> _Instructions for the task_: Go through the records and report each line holding the string "photo".

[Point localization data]

......

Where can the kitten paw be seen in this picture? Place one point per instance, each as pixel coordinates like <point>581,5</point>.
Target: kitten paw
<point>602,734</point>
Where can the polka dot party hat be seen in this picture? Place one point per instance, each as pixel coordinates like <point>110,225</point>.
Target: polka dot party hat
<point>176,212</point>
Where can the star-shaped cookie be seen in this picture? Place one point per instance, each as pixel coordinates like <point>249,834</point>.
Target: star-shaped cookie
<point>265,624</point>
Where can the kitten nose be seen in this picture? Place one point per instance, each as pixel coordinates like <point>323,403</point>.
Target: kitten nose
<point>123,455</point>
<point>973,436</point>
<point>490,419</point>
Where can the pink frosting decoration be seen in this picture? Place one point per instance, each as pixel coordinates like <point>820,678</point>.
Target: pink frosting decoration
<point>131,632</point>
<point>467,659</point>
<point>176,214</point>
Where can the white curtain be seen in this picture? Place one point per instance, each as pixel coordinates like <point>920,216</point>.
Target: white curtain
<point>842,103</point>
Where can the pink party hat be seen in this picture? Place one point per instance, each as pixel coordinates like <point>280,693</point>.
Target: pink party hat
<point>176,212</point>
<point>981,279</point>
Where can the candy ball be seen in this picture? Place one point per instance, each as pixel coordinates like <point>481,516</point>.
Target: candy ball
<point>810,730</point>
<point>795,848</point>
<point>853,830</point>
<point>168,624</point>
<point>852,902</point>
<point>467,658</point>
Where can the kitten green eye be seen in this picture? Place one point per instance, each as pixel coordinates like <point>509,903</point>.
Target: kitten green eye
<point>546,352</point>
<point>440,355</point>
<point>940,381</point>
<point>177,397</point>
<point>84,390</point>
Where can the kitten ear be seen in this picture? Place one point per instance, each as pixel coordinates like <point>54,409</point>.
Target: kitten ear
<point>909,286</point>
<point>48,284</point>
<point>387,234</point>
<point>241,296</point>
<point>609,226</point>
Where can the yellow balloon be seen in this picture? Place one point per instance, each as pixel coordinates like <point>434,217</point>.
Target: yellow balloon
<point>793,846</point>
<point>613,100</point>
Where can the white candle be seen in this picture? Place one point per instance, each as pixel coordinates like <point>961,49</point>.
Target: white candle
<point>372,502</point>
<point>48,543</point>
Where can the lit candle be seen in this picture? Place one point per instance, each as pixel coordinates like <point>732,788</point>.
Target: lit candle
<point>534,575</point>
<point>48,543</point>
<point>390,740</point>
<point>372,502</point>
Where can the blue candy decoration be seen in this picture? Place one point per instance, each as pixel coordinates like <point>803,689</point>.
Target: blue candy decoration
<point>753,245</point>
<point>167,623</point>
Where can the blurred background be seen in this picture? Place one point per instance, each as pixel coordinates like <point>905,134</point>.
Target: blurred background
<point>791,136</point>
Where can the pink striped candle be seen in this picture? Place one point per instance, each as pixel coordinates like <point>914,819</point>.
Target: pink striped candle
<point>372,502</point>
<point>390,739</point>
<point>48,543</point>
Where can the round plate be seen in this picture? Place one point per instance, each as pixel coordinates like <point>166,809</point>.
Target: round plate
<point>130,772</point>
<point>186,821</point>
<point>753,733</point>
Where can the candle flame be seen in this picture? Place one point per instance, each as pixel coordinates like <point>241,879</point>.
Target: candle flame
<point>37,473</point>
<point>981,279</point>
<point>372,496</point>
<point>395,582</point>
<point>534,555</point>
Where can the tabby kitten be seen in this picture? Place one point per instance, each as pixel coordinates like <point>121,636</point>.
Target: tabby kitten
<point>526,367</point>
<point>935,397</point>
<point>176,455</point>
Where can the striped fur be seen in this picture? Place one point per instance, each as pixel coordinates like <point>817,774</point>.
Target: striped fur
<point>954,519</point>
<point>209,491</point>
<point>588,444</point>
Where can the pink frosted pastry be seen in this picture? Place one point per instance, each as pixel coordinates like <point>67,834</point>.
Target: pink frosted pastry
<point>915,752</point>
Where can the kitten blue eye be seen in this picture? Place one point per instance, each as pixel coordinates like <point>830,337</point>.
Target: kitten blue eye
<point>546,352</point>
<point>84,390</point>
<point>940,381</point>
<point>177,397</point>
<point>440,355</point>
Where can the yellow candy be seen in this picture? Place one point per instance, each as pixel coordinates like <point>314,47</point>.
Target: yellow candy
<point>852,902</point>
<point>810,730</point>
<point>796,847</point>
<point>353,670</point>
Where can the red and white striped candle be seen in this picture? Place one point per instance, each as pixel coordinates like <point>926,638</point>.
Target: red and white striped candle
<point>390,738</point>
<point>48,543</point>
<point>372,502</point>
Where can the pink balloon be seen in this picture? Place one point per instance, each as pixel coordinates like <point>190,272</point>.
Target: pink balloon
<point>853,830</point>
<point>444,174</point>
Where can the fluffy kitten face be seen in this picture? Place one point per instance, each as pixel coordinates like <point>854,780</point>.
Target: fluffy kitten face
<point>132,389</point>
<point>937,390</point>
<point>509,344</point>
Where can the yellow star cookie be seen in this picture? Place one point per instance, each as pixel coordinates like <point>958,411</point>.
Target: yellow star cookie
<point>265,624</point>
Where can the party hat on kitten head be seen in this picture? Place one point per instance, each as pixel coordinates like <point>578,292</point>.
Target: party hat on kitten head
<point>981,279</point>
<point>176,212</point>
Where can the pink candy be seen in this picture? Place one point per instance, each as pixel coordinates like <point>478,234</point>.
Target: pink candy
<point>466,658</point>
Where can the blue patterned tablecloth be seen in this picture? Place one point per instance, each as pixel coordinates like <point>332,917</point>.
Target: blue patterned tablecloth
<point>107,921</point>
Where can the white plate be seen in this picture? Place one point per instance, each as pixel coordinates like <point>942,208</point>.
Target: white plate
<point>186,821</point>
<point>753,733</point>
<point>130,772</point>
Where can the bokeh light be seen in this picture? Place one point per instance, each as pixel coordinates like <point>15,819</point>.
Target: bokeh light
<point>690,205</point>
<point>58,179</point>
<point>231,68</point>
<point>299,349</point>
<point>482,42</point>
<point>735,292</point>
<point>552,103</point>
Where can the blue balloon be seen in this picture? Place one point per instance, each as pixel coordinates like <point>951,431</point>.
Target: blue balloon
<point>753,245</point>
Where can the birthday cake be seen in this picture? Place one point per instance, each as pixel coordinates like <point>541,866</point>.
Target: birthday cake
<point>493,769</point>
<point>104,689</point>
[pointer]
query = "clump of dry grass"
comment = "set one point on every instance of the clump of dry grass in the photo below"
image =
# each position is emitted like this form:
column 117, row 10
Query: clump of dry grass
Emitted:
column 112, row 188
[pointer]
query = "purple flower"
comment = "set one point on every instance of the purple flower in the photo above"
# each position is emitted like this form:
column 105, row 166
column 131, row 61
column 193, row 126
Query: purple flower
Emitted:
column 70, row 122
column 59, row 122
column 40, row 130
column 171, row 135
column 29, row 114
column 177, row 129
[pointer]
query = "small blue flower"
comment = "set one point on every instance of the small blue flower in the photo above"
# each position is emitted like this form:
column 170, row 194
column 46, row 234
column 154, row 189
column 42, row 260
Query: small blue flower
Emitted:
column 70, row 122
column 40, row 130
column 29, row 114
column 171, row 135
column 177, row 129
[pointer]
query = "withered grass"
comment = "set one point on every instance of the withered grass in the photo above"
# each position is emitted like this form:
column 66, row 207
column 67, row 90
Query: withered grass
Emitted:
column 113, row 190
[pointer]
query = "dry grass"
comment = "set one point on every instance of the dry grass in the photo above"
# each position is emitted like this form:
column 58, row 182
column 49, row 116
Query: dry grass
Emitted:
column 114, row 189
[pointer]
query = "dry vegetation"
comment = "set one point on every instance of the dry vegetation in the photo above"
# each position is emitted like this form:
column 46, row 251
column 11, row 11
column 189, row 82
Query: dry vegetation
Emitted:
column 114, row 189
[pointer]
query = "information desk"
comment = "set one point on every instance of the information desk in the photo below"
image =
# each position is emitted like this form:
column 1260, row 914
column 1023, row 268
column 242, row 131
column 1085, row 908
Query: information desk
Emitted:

......

> _Response to the task_:
comment = "set one point on every instance of the clump of dry grass in the photo below"
comment = "set one point on every instance of the purple flower in the photo above"
comment = "set one point on every instance of the small blue flower in the photo above"
comment = "set one point on every instance of the withered grass in the photo above"
comment = "set one point on every instance of the dry grass in the photo above"
comment = "set one point on every instance of the dry vegetation in the photo above"
comment = "set one point on every instance of the information desk in the photo below"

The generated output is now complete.